What the exercise asks — Edit the entries from their start through the line containing "[0,137,133,296]" by changing every "localize" to "mark", with everything else left unchanged.

===

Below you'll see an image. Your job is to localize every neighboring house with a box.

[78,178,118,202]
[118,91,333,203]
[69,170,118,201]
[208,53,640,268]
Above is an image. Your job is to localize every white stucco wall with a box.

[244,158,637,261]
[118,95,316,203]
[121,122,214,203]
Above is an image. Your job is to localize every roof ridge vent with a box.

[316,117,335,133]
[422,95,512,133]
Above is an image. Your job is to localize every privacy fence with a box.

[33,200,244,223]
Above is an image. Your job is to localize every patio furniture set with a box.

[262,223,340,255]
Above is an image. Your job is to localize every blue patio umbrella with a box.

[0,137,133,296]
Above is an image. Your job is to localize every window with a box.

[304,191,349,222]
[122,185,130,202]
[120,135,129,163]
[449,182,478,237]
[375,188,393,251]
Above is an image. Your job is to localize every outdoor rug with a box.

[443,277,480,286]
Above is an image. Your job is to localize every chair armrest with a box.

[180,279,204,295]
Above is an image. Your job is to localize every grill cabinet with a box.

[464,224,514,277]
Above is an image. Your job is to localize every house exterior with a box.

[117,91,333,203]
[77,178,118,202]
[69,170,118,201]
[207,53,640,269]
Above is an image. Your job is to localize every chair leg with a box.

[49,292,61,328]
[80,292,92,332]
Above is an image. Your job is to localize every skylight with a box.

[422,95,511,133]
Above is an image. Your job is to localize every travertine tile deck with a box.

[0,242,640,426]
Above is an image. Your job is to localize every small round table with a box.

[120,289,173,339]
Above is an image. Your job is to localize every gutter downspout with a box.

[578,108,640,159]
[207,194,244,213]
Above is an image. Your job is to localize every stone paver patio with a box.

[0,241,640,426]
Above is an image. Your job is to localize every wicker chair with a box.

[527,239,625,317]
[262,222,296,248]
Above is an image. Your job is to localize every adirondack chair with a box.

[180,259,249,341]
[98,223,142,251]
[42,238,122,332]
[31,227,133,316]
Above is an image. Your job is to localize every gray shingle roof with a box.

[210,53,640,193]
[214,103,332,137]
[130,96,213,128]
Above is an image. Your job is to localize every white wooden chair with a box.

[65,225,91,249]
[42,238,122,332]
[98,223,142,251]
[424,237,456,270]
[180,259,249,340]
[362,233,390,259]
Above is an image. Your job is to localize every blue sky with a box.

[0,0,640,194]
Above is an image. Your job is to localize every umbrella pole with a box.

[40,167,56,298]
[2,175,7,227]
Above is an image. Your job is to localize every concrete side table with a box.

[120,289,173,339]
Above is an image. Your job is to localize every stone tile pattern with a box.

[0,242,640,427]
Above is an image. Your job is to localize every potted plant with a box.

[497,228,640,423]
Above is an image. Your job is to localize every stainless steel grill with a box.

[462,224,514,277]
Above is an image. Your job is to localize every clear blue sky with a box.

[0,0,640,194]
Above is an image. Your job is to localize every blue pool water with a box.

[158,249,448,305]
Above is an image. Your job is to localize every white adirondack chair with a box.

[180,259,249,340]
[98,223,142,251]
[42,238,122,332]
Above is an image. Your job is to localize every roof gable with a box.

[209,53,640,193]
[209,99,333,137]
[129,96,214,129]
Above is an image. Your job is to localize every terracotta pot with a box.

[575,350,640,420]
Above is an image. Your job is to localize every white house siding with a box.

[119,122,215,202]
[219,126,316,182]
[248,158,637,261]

===

Task solution —
Below you'll see an image. Your job is to mark every neighboring house with a box.

[78,178,118,202]
[118,91,333,203]
[69,170,118,201]
[208,53,640,268]
Above is an image. Your job is to mark every white stucco wall with a box.

[244,158,637,261]
[118,95,316,203]
[121,122,214,203]
Above is an image. Your job is to mark every roof ridge vent with a box.

[316,117,335,133]
[422,95,512,133]
Above is an image. Your job is to mark every privacy fence with a box.

[33,200,244,223]
Above is an image. Your job is to mark every patio furniture set with a box.

[262,223,340,255]
Above is an image. Your job is to mark every blue patio umbrella with a box.

[0,137,133,296]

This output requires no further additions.